Description of the task:
Print all of the data exactly, but drop the pictures.

Available data:
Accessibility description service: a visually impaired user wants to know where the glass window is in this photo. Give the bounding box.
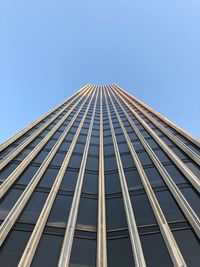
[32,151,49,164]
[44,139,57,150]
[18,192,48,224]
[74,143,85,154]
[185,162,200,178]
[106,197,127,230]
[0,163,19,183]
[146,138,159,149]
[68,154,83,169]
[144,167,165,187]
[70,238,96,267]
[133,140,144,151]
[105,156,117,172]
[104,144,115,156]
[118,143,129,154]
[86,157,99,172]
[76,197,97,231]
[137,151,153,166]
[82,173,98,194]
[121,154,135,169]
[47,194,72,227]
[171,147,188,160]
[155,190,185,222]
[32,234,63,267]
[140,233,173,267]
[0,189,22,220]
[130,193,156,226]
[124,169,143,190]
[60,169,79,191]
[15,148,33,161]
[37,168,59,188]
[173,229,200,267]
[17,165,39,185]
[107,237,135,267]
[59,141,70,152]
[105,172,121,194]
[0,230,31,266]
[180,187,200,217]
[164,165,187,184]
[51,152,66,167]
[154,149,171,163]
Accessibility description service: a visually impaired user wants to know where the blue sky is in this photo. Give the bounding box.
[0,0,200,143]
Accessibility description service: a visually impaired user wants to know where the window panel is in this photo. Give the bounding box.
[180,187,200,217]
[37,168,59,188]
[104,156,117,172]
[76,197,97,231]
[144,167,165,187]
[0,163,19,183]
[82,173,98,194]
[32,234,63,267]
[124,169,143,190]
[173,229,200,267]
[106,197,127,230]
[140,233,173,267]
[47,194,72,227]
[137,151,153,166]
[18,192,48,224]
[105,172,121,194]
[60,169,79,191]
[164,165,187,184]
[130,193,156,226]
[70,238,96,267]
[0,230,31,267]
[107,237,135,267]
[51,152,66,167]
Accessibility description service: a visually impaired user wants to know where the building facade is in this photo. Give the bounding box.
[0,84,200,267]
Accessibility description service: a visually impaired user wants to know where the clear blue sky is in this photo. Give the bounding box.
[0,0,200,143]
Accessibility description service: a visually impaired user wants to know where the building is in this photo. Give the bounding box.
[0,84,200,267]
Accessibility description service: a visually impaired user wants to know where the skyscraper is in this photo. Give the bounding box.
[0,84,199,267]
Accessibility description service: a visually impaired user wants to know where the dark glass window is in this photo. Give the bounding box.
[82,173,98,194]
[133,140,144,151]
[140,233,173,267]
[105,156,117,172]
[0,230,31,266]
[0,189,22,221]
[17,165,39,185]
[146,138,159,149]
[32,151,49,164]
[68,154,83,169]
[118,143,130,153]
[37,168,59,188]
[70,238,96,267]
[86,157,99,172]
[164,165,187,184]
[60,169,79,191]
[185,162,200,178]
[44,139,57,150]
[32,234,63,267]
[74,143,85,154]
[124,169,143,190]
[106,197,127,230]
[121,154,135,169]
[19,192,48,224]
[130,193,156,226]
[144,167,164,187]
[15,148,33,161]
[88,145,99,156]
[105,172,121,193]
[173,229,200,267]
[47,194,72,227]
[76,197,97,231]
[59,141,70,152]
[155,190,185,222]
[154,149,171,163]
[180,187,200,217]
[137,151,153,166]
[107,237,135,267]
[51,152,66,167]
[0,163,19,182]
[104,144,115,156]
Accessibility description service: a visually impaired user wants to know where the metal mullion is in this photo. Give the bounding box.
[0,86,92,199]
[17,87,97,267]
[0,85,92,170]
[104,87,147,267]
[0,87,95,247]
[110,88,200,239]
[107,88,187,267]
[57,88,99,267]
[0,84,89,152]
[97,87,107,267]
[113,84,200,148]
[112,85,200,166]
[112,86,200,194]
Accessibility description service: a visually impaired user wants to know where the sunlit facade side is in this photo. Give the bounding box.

Answer:
Accessibility description service: a visually impaired user wants to know where the glass window is in this photo. Give the bounding box.
[32,151,49,164]
[44,139,57,150]
[18,192,48,224]
[74,143,85,154]
[185,162,200,178]
[106,197,127,230]
[0,163,19,183]
[146,138,159,149]
[68,154,83,169]
[144,167,165,187]
[70,238,96,267]
[133,140,144,151]
[105,156,117,172]
[104,144,115,156]
[118,143,129,154]
[86,157,99,172]
[76,197,97,231]
[137,151,153,166]
[82,173,98,194]
[121,154,135,169]
[47,194,72,227]
[171,147,188,160]
[155,190,185,222]
[32,234,63,267]
[140,233,173,267]
[0,189,22,220]
[130,193,156,226]
[124,169,143,190]
[60,169,79,191]
[15,148,33,161]
[37,168,59,188]
[173,229,200,267]
[17,165,39,185]
[107,237,135,267]
[59,141,70,152]
[105,172,121,194]
[0,230,31,266]
[180,187,200,217]
[164,165,187,184]
[51,152,66,167]
[154,149,171,163]
Accessibility description service: a visually impaired user wants to know where the blue sky is in this photo. Give the bounding box.
[0,0,200,143]
Accessibility description service: a visually impaired user wants to know where the window panel is in this photo. Give the bounding box.
[180,187,200,217]
[37,168,59,188]
[104,156,117,172]
[76,197,97,231]
[144,167,165,187]
[0,163,19,183]
[82,173,98,194]
[32,234,63,267]
[124,169,143,190]
[173,229,200,267]
[106,197,127,230]
[140,233,173,267]
[47,194,72,227]
[137,151,153,166]
[18,192,48,224]
[105,172,121,194]
[60,169,79,191]
[164,165,187,184]
[130,193,156,226]
[70,238,96,267]
[0,230,31,267]
[107,237,135,267]
[51,152,66,167]
Accessibility description service: a visually impaired user wants to know where the building facade is in this photo. Give the bounding box.
[0,84,200,267]
Accessibility description service: a visually impaired user wants to know where the clear blue sky is in this photo. Give the bounding box.
[0,0,200,143]
Accessibility description service: a visually impaired user wants to know where the building is in this photo. Give the bounding box.
[0,84,200,267]
Accessibility description service: a visually impaired user wants to know where the skyscraper is in this photo. Give the bounding box.
[0,84,199,267]
Accessibility description service: a visually impaired user wants to know where the dark glass window is in this photo. Give the bounding box.
[82,173,98,194]
[133,140,144,151]
[140,233,173,267]
[105,156,117,172]
[0,230,31,266]
[0,189,22,221]
[17,165,39,185]
[146,138,159,149]
[32,151,49,164]
[68,154,83,169]
[118,143,130,153]
[37,168,59,188]
[70,238,96,267]
[86,157,99,172]
[164,165,187,184]
[60,169,79,191]
[185,162,200,178]
[44,139,57,150]
[32,234,63,267]
[74,143,85,154]
[124,169,143,190]
[106,197,127,230]
[121,154,135,169]
[19,192,48,224]
[130,193,156,226]
[144,167,164,187]
[15,148,33,161]
[88,145,99,156]
[105,172,121,193]
[173,229,200,267]
[47,194,72,227]
[76,197,97,231]
[59,141,70,152]
[155,190,185,222]
[154,149,171,163]
[180,187,200,217]
[137,151,153,166]
[107,237,135,267]
[51,152,66,167]
[0,163,19,182]
[104,144,115,156]
Accessibility description service: a visually impaired user wants to know where the metal mullion is in this photo. Give the bounding box.
[0,86,92,199]
[17,87,97,267]
[0,85,92,170]
[104,87,147,267]
[0,87,95,247]
[110,88,200,239]
[107,88,187,267]
[57,88,99,267]
[0,84,89,152]
[97,87,107,267]
[113,84,200,148]
[112,85,200,166]
[112,86,200,194]
Accessibility description service: a visually impaired user wants to know where the sunlit facade side is in this photo. Give the bounding box.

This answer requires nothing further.